---------- AVAILABLE RECORDS ----------

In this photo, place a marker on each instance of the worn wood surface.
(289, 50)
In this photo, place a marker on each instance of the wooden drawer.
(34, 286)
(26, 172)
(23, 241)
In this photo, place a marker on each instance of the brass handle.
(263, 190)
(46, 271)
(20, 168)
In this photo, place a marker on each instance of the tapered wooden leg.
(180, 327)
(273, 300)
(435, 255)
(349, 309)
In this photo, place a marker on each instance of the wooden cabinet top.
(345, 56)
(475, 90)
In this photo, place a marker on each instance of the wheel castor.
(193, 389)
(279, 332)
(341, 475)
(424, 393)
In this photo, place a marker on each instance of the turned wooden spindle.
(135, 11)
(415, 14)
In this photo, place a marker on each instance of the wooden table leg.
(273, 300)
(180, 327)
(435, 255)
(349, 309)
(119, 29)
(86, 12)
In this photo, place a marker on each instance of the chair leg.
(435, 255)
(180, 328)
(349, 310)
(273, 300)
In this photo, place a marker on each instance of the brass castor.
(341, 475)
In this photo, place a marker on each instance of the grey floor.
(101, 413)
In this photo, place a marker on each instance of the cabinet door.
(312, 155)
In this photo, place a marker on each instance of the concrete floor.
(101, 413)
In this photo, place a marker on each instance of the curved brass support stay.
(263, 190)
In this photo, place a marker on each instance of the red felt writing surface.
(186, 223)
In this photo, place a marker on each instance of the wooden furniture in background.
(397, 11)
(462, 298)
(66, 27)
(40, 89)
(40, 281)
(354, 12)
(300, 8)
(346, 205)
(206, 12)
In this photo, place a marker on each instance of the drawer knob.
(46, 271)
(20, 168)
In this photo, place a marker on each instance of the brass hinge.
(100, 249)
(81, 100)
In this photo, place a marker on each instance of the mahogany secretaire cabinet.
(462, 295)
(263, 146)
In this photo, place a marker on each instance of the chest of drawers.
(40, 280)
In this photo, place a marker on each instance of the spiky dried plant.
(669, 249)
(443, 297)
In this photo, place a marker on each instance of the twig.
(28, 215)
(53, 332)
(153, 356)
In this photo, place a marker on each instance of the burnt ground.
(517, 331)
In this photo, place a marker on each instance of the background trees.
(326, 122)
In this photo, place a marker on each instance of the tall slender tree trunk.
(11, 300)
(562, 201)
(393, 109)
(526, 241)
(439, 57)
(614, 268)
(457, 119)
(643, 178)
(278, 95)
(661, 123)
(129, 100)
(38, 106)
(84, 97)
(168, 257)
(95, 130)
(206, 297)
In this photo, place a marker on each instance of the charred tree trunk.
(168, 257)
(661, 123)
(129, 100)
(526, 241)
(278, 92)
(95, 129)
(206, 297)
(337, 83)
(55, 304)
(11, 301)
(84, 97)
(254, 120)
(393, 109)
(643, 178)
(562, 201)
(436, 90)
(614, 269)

----------

WHAT THE TASK ASKS: Set down the entire listing above once more, word for word, from its first line through its last.

TASK SOLUTION:
In this photo, place a marker on each instance of the worn wood surface.
(289, 50)
In this photo, place a marker on each instance of the wooden drawer.
(34, 286)
(26, 172)
(23, 241)
In this photo, place a marker on each instance of the brass handle.
(263, 190)
(46, 271)
(20, 168)
In this photo, place a marker on each instance of the tapered wooden leg.
(180, 327)
(273, 300)
(435, 255)
(349, 309)
In this photo, place a marker on each instance of the wooden cabinet top.
(345, 56)
(475, 90)
In this photo, place a marker on each instance of the wheel castor.
(193, 389)
(279, 332)
(341, 475)
(424, 393)
In this photo, place a marker on each instance of the turned wooden spindle.
(135, 11)
(415, 14)
In this photo, place a marker on each instance of the wooden table leg.
(273, 300)
(180, 327)
(435, 255)
(349, 309)
(119, 29)
(86, 12)
In this photo, place a marker on each instance of the chair leg.
(435, 255)
(180, 328)
(349, 310)
(273, 300)
In this photo, place a marker on each instance of the brass castor.
(341, 475)
In this photo, place a marker on each instance of the grey floor.
(101, 413)
In this photo, place a marker on each instance of the cabinet door.
(312, 155)
In this photo, place a marker on each instance of the concrete floor.
(101, 413)
In this photo, place a marker on each instance of the curved brass support stay.
(263, 190)
In this photo, place a marker on each instance of the red felt writing surface.
(186, 223)
In this photo, place a marker on each instance of the wooden furniture in background.
(397, 11)
(462, 298)
(66, 27)
(40, 89)
(40, 281)
(354, 12)
(300, 8)
(346, 205)
(206, 12)
In this photo, place a marker on each instance of the drawer knob.
(46, 271)
(20, 168)
In this photo, place a marker on each instance of the brass hinge.
(100, 249)
(81, 100)
In this photo, place a marker on each instance of the mahogany secretaire cabinet.
(462, 295)
(263, 146)
In this photo, place a marker on each instance of the chest of drawers.
(40, 280)
In this photo, place a marker on each instance of the spiky dried plant.
(669, 249)
(443, 297)
In this photo, place a marker on each instance of the twig.
(28, 215)
(53, 332)
(153, 356)
In this photo, place a marker on each instance of the burnt ground.
(517, 331)
In this photo, place a marker on each instance of the background trees.
(326, 122)
In this photo, place a marker on each instance of the tall slender tree trunk.
(11, 300)
(562, 201)
(393, 109)
(526, 241)
(439, 57)
(614, 268)
(457, 119)
(643, 178)
(278, 95)
(661, 123)
(129, 100)
(38, 106)
(84, 97)
(168, 257)
(95, 130)
(206, 297)
In this photo, place a marker on each instance of the charred tree trunk.
(168, 257)
(661, 123)
(129, 100)
(526, 241)
(278, 92)
(95, 129)
(206, 297)
(337, 83)
(55, 304)
(11, 301)
(84, 97)
(254, 120)
(393, 109)
(643, 178)
(562, 201)
(436, 90)
(614, 269)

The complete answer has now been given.